The town and castle were founded by Duke of Greater Poland Bolesław the Pious of the Piast dynasty. The town was named after him. The castle was captured by King John of Bohemia, but was regained by Polish King Casimir III the Great in 1335. Casimir III then partially rebuilt and strengthened the castle. Bolesławiec was royal town of the Kingdom of Poland, administratively located in the Wieluń County in the Sieradz Voivodeship in the Greater Poland Province. During the Swedish invasion of Poland of 1655–1660, it was captured by the Swedes, however, it was later renovated by local starost Jan Radziejowski.

In the interwar period, it was administratively located in the Łódź Voivodeship of Poland. According to the 1921 census, Bolesławiec had a population of 1,854, 72.9% Polish and 27.1% Jewish.

Dataset excerpt
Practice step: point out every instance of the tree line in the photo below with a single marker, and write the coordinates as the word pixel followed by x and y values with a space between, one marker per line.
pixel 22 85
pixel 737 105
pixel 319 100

Task set
- a) According to the passage on Bolesławiec, why does the town bear its name? Answer in one to three sentences.
- b) In the passage on Bolesławiec, who renovated the town after the Swedes captured it during the invasion of 1655–1660?

Responses by item number
- a) The town was named after Bolesław the Pious, Duke of Greater Poland of the Piast dynasty, who founded both the town and its castle.

- b) The local starost Jan Radziejowski.